== Segment start ==

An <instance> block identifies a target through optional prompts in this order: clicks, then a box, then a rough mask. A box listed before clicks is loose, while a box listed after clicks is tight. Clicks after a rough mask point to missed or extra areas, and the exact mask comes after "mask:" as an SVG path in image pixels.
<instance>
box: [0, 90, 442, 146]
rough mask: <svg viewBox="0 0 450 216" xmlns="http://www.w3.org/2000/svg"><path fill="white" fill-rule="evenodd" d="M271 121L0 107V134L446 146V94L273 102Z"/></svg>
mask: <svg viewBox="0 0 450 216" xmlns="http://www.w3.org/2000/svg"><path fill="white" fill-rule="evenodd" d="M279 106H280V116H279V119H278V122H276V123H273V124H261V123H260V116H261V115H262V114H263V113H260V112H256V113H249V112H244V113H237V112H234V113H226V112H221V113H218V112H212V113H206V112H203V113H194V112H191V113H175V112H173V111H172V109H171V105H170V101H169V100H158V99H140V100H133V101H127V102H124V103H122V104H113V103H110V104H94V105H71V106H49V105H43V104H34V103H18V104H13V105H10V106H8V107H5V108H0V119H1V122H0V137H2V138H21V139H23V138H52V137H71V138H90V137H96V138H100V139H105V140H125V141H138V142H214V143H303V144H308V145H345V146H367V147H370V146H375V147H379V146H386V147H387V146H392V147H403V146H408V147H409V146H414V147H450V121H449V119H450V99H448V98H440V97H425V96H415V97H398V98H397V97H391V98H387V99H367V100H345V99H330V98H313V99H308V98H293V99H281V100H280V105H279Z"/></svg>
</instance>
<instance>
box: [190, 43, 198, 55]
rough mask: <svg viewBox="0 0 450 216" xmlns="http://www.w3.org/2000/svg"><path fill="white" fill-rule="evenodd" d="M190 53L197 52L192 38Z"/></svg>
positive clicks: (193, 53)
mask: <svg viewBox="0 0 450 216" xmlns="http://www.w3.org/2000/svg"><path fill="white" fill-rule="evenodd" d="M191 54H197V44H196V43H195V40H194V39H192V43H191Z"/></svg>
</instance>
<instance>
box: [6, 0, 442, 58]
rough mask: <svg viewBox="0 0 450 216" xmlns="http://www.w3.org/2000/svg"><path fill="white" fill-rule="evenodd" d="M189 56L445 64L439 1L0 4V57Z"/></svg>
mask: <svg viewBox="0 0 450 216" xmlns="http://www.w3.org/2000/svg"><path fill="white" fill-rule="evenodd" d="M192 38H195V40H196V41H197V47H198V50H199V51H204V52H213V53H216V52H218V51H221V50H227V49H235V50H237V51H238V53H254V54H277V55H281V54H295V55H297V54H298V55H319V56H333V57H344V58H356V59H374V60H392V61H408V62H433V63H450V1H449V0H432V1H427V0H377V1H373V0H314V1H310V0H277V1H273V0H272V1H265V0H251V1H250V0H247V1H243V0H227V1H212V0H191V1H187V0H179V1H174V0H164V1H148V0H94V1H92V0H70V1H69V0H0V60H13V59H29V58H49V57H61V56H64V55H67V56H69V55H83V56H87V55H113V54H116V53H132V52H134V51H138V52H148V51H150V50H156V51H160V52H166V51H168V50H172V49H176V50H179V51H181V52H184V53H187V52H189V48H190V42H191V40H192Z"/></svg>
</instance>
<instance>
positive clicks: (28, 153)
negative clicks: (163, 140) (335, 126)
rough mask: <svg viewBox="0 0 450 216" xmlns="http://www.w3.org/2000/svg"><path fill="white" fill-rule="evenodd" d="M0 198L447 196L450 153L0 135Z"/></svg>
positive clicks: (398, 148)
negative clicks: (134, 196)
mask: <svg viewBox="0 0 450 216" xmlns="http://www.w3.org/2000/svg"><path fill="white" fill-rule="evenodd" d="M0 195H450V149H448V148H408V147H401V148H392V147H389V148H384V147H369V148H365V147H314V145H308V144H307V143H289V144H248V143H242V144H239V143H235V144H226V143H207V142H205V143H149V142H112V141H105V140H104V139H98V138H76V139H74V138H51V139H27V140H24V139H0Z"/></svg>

== Segment end ==

Your instructions: Reproduce the listing word for word from its first line up to and including the line with "box: [6, 0, 442, 58]". Give no other lines.

Output:
An <instance> block identifies a target through optional prompts in this order: clicks, then a box, then a rough mask. A box listed before clicks is loose, while a box listed after clicks is tight. Clicks after a rough mask point to missed or extra areas, and the exact mask comes after "mask:" as an SVG path in image pixels.
<instance>
box: [0, 90, 442, 146]
rough mask: <svg viewBox="0 0 450 216" xmlns="http://www.w3.org/2000/svg"><path fill="white" fill-rule="evenodd" d="M271 121L0 107V134L446 146V94L273 102Z"/></svg>
mask: <svg viewBox="0 0 450 216" xmlns="http://www.w3.org/2000/svg"><path fill="white" fill-rule="evenodd" d="M279 106H280V116H279V119H278V122H276V123H273V124H261V123H260V116H261V115H262V114H263V113H260V112H256V113H249V112H244V113H237V112H234V113H226V112H221V113H218V112H212V113H206V112H203V113H194V112H191V113H175V112H173V111H172V109H171V105H170V101H169V100H158V99H140V100H133V101H127V102H124V103H122V104H113V103H110V104H94V105H71V106H49V105H43V104H34V103H18V104H13V105H10V106H8V107H5V108H0V119H1V122H0V137H2V138H21V139H23V138H52V137H71V138H90V137H96V138H100V139H105V140H125V141H138V142H214V143H303V144H308V145H345V146H367V147H370V146H375V147H379V146H386V147H387V146H392V147H403V146H408V147H409V146H414V147H450V121H449V119H450V99H448V98H440V97H425V96H415V97H398V98H397V97H391V98H387V99H367V100H345V99H330V98H313V99H308V98H293V99H281V100H280V105H279Z"/></svg>
</instance>
<instance>
box: [190, 43, 198, 55]
rough mask: <svg viewBox="0 0 450 216" xmlns="http://www.w3.org/2000/svg"><path fill="white" fill-rule="evenodd" d="M190 53L197 52L192 38Z"/></svg>
positive clicks: (193, 53)
mask: <svg viewBox="0 0 450 216" xmlns="http://www.w3.org/2000/svg"><path fill="white" fill-rule="evenodd" d="M191 54H197V44H196V43H195V40H194V39H192V43H191Z"/></svg>
</instance>
<instance>
box: [6, 0, 442, 58]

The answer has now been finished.